____ EXERCISE DATA

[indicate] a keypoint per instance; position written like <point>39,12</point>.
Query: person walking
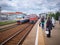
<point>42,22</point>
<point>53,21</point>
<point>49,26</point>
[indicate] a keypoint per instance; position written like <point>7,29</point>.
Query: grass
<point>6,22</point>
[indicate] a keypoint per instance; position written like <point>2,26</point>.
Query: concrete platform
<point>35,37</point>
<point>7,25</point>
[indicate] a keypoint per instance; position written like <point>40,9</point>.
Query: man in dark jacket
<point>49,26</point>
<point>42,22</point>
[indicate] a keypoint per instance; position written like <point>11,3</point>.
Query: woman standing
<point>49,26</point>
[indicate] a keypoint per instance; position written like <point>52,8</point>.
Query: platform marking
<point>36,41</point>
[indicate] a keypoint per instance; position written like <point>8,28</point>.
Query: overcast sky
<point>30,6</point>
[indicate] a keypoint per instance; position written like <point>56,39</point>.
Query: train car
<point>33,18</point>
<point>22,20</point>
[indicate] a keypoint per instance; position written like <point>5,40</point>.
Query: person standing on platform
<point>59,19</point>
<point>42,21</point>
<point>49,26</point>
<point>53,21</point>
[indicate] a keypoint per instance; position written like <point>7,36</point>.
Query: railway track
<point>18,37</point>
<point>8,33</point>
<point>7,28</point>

________
____ EXERCISE DATA

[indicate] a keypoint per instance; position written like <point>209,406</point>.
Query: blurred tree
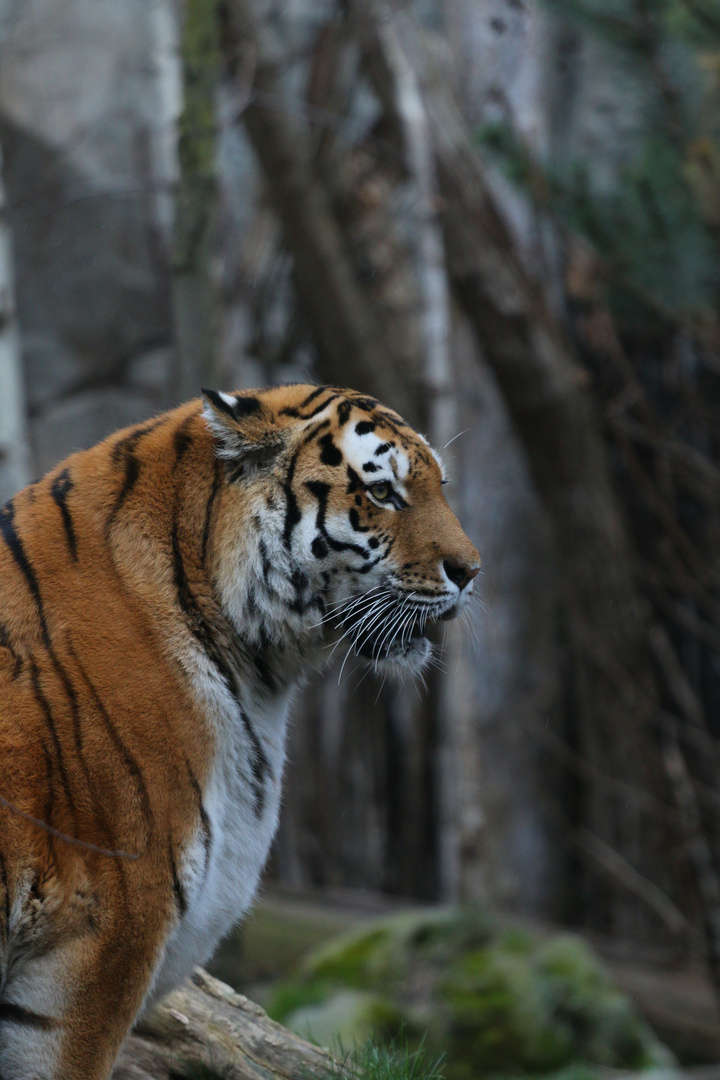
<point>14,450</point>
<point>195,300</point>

________
____ EXERCISE DATA

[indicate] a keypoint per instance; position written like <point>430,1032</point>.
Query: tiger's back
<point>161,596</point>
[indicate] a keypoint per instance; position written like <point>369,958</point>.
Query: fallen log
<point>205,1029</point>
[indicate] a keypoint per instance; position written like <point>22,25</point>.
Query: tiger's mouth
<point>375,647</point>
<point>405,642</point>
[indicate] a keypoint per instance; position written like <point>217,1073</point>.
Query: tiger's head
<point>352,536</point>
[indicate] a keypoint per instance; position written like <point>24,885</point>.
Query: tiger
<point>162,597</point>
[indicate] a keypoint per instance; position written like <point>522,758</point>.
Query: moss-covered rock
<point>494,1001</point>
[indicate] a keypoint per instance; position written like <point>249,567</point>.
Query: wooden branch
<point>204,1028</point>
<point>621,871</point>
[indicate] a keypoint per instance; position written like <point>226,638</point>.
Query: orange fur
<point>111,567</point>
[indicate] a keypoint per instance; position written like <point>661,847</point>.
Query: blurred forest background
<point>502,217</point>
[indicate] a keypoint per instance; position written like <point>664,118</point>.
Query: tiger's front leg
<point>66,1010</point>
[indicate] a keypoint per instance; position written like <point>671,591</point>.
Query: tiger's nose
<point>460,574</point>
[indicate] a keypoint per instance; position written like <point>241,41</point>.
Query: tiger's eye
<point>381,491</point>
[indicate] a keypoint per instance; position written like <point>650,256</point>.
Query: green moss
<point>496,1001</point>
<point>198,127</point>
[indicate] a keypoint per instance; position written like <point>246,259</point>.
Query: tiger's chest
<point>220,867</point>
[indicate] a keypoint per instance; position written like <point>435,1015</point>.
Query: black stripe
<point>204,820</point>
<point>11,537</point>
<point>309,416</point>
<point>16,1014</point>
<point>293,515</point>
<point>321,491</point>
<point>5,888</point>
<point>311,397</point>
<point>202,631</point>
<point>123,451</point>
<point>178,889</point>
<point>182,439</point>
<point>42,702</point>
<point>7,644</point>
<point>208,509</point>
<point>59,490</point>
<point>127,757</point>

________

WRITTEN TASK. Reproduce the listing starting at the line that contains "written like <point>11,3</point>." and ending at the line that contains "<point>30,6</point>", changing "overcast" to "cloudy" and keeping everything else the same. Give only those lines.

EXERCISE ANSWER.
[indicate] a keypoint per instance; position written like <point>11,3</point>.
Query: woman standing
<point>49,26</point>
[indicate] a keypoint per instance; position written like <point>52,8</point>.
Query: platform marking
<point>36,41</point>
[indicate] a keypoint per instance; position written like <point>8,28</point>.
Query: cloudy sky
<point>30,6</point>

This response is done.